Stored items
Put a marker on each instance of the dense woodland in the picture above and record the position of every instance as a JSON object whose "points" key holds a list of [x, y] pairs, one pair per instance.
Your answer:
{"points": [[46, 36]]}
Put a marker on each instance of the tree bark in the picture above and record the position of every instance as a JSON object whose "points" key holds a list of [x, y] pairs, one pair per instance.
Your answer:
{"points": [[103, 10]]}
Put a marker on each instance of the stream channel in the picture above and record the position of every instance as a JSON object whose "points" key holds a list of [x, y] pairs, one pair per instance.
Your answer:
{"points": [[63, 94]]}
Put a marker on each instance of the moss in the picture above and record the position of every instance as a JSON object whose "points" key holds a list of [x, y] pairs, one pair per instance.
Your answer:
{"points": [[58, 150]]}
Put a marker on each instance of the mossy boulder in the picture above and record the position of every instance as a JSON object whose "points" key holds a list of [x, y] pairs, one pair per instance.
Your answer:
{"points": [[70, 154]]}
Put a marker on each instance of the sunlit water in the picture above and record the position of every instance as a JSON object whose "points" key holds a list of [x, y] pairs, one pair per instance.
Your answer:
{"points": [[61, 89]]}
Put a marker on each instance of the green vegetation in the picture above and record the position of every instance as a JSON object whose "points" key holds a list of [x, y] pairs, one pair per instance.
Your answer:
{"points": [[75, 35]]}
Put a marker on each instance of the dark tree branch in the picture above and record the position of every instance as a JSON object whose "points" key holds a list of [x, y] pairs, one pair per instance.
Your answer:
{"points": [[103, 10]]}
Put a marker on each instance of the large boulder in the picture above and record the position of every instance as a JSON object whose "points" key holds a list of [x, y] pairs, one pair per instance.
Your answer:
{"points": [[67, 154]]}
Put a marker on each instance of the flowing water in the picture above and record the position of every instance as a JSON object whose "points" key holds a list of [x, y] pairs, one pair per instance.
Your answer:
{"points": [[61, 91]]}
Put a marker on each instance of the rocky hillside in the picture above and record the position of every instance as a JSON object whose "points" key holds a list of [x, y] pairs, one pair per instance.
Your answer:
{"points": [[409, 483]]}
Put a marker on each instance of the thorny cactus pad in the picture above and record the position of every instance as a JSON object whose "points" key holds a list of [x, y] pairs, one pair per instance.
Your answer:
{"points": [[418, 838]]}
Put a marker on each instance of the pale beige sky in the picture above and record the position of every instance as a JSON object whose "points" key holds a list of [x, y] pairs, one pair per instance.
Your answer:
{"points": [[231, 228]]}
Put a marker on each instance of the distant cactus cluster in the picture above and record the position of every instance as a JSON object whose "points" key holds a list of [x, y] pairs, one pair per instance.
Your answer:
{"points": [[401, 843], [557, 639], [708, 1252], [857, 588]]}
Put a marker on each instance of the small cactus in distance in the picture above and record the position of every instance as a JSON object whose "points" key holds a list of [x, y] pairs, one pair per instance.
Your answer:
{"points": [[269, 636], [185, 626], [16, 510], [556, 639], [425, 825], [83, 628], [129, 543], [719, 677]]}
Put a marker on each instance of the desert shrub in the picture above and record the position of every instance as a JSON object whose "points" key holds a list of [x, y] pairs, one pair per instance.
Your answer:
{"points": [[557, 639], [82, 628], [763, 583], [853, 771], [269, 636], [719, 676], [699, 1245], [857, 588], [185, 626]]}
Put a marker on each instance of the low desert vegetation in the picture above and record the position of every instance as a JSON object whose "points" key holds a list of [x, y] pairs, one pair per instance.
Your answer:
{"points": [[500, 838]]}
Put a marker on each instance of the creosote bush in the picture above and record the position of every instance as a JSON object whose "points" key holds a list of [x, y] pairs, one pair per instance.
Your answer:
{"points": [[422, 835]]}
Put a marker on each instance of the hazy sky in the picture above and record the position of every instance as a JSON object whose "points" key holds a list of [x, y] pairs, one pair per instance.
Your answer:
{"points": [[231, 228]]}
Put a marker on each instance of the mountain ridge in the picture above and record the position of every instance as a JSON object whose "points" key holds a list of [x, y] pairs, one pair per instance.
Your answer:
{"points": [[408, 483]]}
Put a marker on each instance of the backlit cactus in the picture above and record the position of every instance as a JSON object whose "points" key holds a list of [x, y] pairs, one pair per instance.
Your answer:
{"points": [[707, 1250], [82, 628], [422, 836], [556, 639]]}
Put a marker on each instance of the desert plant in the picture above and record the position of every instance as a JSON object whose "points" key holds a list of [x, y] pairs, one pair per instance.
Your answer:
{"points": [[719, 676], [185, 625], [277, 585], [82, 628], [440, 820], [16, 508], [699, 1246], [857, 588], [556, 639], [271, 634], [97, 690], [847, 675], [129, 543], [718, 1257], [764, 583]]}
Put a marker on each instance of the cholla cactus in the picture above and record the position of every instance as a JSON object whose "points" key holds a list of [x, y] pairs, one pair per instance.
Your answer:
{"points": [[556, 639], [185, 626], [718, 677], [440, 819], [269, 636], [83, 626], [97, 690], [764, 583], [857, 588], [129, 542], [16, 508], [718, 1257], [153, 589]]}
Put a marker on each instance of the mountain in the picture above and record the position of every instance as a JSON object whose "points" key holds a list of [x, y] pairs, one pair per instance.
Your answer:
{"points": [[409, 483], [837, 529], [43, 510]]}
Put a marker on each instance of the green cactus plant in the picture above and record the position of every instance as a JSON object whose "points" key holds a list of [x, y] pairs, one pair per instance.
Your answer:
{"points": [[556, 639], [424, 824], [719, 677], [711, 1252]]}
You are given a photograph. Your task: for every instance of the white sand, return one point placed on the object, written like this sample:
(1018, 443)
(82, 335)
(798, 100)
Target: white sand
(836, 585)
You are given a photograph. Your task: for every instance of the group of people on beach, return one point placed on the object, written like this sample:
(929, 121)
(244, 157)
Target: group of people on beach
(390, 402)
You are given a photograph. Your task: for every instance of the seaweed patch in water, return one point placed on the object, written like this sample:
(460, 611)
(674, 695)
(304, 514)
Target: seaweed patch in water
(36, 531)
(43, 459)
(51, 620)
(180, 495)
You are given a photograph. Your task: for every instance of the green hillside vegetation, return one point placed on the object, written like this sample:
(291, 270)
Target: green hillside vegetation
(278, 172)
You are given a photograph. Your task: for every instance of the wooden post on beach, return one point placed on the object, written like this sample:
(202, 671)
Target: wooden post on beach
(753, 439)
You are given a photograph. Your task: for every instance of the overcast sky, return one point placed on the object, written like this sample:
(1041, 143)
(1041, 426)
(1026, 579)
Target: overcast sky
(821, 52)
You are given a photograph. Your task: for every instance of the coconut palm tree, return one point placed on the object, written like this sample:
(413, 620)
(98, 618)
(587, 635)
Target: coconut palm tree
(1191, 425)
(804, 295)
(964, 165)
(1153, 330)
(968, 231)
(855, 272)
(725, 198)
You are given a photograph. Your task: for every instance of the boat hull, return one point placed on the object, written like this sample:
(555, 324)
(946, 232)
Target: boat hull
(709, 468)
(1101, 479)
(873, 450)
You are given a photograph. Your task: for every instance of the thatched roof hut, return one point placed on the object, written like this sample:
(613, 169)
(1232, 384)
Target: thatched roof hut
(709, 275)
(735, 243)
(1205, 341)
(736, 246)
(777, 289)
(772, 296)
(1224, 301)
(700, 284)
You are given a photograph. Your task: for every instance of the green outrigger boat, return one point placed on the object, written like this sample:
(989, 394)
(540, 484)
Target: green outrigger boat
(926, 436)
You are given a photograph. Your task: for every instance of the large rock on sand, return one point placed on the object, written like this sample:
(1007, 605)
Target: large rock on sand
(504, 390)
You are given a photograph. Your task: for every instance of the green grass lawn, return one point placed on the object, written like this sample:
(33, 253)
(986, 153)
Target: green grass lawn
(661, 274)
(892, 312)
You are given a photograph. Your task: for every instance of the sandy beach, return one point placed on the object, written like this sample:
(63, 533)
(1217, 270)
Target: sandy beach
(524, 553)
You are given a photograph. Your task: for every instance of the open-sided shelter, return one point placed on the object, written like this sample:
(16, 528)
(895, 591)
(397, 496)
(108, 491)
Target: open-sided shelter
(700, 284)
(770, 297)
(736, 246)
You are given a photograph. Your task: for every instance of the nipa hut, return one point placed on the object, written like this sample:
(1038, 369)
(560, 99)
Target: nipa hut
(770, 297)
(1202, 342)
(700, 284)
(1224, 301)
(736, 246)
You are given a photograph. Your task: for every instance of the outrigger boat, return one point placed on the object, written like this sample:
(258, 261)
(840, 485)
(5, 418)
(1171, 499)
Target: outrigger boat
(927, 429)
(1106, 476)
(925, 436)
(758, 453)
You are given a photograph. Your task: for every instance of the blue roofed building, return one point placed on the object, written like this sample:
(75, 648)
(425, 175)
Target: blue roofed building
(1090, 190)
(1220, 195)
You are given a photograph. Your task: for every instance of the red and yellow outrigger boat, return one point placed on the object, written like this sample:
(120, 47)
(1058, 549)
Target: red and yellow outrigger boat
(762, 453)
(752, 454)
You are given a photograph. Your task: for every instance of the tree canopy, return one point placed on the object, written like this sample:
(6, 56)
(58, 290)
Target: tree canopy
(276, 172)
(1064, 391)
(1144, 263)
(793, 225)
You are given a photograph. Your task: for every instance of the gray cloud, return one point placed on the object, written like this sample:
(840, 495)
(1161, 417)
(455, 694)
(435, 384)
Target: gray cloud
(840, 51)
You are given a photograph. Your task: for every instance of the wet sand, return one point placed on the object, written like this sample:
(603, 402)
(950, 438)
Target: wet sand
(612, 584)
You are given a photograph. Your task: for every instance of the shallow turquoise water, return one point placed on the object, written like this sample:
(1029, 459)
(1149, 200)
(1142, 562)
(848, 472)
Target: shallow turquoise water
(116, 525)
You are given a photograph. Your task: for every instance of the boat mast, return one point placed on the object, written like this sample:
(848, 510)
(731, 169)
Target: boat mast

**What is asked:** Copy out everything from the line containing "the red and" down to the end of the records, requests included. Multiply each point coordinate in the answers (not in the requests or their sample formats) by 2.35 and round to whole numbers, with halves rounding up.

**Problem solution:**
You are given a photograph. Your task: for every instance of the red and yellow outrigger boat, return one point placed on the object, written like this sample:
(120, 47)
(1058, 549)
Target: red and yellow outrigger boat
(1791, 1065)
(1767, 1067)
You are given a photograph. Your task: for every instance of the tree canopy, return one point placed on the object, written like this sample:
(6, 56)
(58, 290)
Target: tree canopy
(649, 404)
(2500, 919)
(2688, 618)
(1864, 529)
You are given a photograph. Your task: for every instance of the gray cloud, return one point placed on the object, written like this sample:
(840, 495)
(1161, 417)
(455, 694)
(435, 384)
Target: gray cloud
(1974, 120)
You are given a photograph. Your task: for every instance of the wet sand, return one point placed on the object, written like this sample:
(603, 402)
(950, 438)
Target: wet sand
(1438, 1372)
You are given a photograph. Your task: for every instance of the shallow turquoise water, return one point placed on the object, written like this sample:
(1029, 459)
(1149, 200)
(1142, 562)
(848, 472)
Target: shallow turquoise water
(273, 1234)
You are given a photograph. Your task: for every instance of the boat mast, return one point placed on the object, written like this sample:
(848, 510)
(731, 169)
Target: boat mast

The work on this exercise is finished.